** START ROWS **
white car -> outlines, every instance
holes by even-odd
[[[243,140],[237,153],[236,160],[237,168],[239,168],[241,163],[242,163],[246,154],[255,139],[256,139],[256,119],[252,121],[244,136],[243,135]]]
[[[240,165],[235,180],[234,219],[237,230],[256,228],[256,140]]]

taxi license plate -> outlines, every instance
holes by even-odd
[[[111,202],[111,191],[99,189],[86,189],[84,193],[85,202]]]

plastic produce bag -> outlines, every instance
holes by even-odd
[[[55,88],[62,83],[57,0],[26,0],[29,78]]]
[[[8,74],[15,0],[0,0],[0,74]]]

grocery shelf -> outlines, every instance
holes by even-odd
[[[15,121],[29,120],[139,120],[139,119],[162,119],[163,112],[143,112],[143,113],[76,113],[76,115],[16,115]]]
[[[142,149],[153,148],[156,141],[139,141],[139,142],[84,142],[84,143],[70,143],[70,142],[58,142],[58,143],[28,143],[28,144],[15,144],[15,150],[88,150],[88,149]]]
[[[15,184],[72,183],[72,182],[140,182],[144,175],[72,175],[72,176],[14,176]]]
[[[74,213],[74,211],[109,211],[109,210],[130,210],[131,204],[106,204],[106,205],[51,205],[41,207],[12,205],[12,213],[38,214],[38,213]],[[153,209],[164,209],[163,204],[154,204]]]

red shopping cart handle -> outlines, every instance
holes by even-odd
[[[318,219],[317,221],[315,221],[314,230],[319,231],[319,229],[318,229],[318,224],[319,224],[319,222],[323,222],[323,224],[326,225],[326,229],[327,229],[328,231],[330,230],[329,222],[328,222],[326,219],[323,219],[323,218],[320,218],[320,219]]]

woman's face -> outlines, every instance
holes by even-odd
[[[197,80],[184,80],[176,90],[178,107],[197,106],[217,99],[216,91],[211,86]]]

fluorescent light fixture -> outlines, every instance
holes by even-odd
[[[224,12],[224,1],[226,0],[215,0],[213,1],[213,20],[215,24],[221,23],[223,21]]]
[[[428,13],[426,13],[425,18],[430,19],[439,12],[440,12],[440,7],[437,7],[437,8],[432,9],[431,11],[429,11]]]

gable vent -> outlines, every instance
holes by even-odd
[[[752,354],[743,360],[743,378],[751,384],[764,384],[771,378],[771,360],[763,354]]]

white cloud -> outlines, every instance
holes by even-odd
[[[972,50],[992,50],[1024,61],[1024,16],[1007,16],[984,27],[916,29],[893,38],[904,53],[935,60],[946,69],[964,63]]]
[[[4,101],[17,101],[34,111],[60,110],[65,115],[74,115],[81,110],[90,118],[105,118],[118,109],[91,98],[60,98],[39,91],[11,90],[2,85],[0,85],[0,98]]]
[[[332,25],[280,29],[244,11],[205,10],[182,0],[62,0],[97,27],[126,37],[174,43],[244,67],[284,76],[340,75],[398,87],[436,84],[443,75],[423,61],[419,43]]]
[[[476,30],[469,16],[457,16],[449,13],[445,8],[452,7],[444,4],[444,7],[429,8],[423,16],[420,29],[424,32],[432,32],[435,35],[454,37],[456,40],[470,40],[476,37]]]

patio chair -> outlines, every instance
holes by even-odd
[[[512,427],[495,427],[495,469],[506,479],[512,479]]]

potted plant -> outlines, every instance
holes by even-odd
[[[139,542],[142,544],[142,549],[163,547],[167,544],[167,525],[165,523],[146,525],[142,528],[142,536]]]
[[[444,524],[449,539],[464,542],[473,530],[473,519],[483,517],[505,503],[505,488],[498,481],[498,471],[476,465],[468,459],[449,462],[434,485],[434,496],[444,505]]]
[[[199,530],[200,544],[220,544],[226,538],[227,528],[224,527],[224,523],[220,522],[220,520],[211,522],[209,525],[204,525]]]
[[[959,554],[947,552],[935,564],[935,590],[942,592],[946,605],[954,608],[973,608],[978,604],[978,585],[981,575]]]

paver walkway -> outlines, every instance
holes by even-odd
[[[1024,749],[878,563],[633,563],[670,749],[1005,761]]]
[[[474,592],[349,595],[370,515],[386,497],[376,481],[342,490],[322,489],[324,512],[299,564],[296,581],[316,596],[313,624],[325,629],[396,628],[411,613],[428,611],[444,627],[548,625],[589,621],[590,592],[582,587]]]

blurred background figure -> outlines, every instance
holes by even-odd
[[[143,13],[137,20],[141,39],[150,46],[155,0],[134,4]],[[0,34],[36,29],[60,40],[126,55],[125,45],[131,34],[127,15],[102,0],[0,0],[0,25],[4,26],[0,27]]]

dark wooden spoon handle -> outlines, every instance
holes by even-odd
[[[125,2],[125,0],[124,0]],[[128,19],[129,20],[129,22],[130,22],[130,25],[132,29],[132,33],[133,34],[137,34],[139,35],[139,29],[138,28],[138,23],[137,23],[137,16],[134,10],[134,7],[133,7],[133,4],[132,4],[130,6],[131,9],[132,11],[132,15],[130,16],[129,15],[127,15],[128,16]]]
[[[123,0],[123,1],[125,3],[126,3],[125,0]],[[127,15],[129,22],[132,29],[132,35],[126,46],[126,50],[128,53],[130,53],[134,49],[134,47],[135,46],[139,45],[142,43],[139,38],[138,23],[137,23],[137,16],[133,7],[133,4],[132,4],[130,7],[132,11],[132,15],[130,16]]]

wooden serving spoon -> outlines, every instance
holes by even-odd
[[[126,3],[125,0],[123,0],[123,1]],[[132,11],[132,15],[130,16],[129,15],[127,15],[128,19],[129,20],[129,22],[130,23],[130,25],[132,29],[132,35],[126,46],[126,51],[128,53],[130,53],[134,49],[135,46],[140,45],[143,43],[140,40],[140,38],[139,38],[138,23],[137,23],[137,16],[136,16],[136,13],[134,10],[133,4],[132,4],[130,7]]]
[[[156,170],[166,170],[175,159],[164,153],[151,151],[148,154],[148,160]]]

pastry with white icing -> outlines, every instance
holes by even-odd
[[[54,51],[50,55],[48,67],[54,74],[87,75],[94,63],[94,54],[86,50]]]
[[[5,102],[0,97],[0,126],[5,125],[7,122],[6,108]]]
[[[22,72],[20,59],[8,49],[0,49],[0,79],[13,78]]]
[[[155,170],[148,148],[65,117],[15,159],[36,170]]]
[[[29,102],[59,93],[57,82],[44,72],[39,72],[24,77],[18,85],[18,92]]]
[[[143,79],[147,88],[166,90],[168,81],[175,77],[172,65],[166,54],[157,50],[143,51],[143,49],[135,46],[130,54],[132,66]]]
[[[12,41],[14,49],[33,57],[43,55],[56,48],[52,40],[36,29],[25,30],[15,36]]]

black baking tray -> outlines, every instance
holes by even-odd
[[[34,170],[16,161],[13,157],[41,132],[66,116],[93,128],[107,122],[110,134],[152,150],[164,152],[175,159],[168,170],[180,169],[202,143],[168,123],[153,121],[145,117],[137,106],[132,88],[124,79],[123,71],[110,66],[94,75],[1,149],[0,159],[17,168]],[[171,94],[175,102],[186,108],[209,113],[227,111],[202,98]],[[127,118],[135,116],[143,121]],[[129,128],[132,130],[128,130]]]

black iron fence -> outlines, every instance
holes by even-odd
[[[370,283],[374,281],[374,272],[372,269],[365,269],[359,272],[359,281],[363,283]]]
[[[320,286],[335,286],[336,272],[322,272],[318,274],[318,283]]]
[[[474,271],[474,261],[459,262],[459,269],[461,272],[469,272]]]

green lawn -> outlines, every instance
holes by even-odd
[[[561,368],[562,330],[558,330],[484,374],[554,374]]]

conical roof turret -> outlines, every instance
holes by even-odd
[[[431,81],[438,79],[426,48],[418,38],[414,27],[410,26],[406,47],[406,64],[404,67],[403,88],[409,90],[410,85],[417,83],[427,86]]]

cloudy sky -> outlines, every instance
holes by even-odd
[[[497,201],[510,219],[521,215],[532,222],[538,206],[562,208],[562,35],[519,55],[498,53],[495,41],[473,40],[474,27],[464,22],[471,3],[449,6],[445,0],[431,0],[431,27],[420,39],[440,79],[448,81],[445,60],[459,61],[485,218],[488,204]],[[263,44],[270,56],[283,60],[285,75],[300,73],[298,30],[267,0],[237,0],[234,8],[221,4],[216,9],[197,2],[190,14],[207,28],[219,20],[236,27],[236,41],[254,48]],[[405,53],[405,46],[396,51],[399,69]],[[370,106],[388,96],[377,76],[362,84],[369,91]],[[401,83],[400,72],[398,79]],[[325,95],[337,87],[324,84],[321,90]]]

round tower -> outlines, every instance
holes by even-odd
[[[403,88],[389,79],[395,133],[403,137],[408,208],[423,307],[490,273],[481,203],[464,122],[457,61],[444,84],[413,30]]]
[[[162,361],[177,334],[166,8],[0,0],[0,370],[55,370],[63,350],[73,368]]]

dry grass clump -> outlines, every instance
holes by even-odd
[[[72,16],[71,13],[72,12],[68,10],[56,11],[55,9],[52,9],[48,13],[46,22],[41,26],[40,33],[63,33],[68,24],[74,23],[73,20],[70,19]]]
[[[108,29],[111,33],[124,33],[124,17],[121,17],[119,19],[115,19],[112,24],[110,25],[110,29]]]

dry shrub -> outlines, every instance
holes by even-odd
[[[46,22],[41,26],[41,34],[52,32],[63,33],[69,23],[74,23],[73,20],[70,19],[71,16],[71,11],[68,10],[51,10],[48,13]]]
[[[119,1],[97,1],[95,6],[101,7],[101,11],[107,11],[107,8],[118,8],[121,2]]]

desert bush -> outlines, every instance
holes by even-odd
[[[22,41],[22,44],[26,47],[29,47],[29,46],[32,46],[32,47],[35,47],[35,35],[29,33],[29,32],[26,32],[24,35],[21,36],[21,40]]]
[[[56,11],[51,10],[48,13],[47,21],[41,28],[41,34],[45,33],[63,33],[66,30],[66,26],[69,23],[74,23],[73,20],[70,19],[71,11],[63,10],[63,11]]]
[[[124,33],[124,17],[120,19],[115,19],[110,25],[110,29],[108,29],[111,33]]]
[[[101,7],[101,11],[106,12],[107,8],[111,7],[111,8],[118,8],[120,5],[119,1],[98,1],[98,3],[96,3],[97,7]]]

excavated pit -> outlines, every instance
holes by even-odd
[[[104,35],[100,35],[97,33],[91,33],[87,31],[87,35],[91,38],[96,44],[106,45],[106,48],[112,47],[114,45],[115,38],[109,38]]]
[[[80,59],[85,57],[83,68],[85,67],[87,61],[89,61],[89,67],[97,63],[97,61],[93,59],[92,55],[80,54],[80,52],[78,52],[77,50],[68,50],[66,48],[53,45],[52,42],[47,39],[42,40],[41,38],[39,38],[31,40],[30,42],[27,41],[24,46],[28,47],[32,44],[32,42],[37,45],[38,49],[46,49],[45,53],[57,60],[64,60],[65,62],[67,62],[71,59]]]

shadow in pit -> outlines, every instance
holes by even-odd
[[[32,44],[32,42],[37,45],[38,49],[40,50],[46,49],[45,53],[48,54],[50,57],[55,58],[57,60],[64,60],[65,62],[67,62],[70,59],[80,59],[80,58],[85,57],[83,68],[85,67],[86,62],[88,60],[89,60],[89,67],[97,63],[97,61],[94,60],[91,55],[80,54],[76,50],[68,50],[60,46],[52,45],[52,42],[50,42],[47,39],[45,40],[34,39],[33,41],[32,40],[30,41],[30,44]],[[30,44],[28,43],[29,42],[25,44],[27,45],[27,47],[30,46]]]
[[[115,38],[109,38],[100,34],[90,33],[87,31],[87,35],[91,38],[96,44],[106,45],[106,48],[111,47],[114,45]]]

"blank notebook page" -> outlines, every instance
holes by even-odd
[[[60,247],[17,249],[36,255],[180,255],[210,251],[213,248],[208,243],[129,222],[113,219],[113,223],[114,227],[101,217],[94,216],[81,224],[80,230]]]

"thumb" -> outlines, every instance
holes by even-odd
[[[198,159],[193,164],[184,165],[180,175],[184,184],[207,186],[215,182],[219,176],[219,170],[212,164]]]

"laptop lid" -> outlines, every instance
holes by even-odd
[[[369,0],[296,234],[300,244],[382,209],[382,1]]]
** END ROWS **
# AIM OF THE EXERCISE:
Find every line in the data that contains the word "spoon", matching case exactly, and copy each of those lines.

# TASK SOLUTION:
dark wooden spoon handle -> outlines, every instance
wooden serving spoon -> outlines, every instance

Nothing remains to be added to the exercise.